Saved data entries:
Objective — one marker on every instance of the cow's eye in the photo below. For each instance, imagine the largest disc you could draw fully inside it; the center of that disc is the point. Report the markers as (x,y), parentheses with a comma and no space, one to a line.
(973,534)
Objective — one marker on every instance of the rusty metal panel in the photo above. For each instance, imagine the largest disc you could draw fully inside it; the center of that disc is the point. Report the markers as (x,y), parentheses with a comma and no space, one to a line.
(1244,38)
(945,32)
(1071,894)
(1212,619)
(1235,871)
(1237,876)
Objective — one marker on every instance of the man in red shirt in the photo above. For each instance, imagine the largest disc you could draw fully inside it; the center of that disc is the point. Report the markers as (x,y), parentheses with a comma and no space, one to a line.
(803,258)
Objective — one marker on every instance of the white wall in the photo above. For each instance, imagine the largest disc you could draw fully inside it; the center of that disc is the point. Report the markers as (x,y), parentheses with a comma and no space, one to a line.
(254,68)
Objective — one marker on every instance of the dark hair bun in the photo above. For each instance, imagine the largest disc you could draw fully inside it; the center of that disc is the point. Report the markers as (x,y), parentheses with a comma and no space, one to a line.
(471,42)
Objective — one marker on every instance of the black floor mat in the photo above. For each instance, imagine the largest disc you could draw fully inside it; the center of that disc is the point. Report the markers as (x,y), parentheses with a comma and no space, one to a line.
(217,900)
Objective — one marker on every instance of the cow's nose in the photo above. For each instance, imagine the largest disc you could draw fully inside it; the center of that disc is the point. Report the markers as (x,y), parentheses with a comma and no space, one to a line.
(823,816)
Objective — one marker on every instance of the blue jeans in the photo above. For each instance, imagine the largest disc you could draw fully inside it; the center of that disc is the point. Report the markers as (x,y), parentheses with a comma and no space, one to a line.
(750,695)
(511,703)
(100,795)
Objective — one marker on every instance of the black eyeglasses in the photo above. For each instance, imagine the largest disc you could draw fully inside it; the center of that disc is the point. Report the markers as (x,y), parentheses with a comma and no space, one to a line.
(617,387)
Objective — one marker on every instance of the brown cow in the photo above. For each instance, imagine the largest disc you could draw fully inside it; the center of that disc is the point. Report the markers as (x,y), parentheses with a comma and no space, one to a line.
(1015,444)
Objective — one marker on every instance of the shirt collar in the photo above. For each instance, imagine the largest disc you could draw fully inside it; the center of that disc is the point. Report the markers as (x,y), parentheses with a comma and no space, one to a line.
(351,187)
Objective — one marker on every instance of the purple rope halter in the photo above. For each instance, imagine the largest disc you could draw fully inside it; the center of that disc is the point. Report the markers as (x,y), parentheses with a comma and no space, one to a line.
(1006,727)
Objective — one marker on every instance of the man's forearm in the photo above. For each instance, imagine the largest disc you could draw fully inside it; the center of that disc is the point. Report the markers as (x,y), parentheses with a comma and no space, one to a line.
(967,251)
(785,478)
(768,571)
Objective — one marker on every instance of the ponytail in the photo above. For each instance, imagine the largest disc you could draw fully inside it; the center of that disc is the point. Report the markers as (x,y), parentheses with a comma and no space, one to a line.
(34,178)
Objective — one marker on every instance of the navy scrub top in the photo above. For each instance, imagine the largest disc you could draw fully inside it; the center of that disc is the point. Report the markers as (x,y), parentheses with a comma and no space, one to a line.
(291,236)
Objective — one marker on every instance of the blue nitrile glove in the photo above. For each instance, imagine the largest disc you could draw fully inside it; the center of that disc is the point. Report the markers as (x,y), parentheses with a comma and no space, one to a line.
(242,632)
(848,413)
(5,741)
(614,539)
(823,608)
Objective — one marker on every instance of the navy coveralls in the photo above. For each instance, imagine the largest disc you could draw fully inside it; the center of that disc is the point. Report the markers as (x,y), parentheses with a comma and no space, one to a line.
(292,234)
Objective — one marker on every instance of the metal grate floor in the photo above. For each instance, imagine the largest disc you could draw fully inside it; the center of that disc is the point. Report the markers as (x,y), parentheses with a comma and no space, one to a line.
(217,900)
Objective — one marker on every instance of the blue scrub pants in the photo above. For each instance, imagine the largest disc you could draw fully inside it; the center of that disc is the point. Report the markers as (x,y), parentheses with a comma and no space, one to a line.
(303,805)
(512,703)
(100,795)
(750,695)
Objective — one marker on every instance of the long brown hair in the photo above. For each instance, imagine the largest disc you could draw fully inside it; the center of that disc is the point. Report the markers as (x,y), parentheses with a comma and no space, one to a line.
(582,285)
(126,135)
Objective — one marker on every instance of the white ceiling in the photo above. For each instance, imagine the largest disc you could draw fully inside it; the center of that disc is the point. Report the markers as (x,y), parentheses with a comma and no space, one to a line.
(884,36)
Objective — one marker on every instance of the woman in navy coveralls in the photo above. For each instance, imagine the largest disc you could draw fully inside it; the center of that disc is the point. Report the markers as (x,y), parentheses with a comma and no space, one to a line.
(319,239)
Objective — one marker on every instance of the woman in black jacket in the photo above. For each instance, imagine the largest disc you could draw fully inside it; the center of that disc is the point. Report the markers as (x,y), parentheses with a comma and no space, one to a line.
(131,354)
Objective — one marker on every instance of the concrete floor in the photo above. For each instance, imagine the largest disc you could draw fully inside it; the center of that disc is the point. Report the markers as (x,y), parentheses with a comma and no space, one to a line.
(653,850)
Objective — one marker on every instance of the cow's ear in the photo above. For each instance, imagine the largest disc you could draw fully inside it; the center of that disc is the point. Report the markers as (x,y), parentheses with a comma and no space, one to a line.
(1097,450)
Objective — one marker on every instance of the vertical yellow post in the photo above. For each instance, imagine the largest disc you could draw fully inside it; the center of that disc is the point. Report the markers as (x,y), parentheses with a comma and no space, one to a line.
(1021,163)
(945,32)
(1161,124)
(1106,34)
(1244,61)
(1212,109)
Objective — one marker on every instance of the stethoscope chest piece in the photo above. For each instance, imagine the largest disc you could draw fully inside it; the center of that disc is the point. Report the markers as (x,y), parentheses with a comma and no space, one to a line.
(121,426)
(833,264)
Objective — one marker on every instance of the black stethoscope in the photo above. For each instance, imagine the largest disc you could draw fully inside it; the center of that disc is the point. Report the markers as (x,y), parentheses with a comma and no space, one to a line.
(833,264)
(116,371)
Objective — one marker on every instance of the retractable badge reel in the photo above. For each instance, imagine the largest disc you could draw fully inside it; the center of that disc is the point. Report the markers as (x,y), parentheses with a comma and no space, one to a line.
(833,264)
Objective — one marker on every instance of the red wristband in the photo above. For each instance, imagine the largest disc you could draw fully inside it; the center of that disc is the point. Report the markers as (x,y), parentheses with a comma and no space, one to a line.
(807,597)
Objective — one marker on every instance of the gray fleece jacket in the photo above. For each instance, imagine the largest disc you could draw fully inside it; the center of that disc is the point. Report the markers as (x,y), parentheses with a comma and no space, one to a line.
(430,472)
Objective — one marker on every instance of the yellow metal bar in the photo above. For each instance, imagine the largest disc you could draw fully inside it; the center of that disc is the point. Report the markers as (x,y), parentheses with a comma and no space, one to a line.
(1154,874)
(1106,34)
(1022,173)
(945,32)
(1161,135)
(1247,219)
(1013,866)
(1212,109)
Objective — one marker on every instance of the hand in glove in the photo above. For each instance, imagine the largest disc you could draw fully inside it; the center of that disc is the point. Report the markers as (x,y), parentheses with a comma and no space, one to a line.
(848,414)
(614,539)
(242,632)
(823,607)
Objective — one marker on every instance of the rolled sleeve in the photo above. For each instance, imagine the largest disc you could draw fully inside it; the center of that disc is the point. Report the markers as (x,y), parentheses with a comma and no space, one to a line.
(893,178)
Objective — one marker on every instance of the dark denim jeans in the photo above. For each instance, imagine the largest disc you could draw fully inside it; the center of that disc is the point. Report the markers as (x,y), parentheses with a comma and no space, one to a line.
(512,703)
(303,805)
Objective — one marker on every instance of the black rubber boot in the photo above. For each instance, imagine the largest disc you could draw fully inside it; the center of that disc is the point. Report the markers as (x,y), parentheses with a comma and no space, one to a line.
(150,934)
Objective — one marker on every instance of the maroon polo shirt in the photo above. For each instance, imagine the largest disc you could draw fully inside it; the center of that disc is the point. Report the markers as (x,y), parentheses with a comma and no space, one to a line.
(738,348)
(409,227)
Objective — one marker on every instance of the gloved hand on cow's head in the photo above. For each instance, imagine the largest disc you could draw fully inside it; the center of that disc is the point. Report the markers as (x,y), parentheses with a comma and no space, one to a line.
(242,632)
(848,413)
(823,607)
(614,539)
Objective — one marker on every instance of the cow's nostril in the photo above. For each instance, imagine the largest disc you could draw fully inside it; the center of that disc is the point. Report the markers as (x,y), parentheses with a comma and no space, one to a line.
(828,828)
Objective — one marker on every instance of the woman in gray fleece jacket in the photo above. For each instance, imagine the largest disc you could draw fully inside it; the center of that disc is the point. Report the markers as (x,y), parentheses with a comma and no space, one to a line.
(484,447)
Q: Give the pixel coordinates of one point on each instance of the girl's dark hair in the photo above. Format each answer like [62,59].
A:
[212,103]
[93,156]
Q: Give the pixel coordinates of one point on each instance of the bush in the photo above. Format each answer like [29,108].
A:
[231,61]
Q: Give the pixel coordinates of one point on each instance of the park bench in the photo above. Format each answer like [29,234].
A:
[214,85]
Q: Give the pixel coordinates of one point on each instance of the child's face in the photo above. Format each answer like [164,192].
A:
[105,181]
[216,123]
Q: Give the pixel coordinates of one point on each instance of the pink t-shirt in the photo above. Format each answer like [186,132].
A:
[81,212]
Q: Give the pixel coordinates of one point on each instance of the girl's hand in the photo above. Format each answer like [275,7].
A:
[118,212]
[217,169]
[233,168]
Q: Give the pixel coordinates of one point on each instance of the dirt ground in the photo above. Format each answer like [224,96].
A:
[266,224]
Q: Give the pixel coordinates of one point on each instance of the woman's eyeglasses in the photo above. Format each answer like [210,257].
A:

Exercise instructions: Out of the records, collect only those lines that contain the string "girl".

Answer below:
Q: Give the pixel coordinates of one point on each instance of the girl's dark hair in the photo above. Format each answer like [62,59].
Q: Give the pixel coordinates of one point on each instance of the girl's hand in the photo above. Format each answer like [275,7].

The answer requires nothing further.